---- Article

Rocker Lists to Tune of $2M
SAMMY HAGAR, lead singer of the rock band Van Halen, has put his Malibu home on the market at $2.25 million.
“My real true residences are now in Mill Valley, Carmel and Mexico,” he said by phone from Paris, where he and the band were on tour. “When we were recording, it was convenient having the house (in Malibu), but during the past nine months, I’ve only been there twice.”
Van Halen started a world tour in March to support their “Van Halen Live: Right Here Right Now” CD/cassette and home video laser disc. A North American tour is scheduled this summer.
This also marks Van Halen’s 15th anniversary of being signed as recording artists out of the L.A. club scene. Hagar had enjoyed a successful solo career for 10 years when he joined Van Halen in 1985.
Hagar, 45, has owned his Malibu house since 1986. “It was 5 years old when I bought it,” he said, “and it’s cool. One of the really neat things is where it sits, 77 steps down to the beach. You can hear, smell and feel the ocean from where you are while lying in bed.”
A contemporary Cape Cod on a bluff behind gates, the house has six bedrooms in 5,000 square feet. Sixteen feet of French doors lead from the living room to a patio, grassy back yard and hot tub overlooking Broad Beach.
“Every room has a different environment--my ex-wife was good at decorating,” said Hagar, who was married for 23 years and has two children. “But I don’t need a house in L.A. That’s why it’s being sold and divided up (through divorce).”

--------
---- Input material

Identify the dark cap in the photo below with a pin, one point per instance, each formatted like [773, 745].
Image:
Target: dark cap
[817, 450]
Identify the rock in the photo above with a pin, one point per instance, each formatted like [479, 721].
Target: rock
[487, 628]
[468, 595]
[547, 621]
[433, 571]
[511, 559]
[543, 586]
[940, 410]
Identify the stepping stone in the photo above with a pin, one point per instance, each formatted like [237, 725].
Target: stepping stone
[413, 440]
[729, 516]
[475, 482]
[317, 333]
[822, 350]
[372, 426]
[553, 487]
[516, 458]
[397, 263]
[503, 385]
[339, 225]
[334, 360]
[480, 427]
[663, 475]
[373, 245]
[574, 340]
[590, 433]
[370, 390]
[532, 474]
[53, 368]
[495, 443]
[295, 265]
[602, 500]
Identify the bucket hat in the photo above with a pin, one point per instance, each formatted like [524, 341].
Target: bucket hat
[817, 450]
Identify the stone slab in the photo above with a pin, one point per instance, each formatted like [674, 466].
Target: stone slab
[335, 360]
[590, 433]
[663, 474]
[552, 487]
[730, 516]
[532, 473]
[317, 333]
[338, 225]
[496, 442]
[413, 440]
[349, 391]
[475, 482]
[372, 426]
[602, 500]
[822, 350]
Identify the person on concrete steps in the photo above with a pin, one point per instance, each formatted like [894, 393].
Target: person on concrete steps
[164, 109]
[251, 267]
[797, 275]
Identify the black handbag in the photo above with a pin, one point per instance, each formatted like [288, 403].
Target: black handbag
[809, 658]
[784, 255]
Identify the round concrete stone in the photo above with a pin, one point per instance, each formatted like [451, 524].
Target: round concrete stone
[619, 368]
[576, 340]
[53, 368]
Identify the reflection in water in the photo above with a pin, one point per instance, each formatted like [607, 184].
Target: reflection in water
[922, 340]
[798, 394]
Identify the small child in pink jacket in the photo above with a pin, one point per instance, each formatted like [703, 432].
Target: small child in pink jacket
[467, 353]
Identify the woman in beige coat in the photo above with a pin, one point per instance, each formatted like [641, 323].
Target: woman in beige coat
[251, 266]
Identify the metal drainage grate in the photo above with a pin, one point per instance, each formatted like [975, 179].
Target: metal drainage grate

--------

Problems to solve:
**1.** According to the article about Sammy Hagar's Malibu home, how many steps lead down from the house to the beach?
**2.** List each line of the listing that contains the word "coat".

Full answers:
**1.** 77 steps.

**2.**
Identify the woman in beige coat in the photo above with a pin, one point per instance, each formatted like [641, 323].
Target: woman in beige coat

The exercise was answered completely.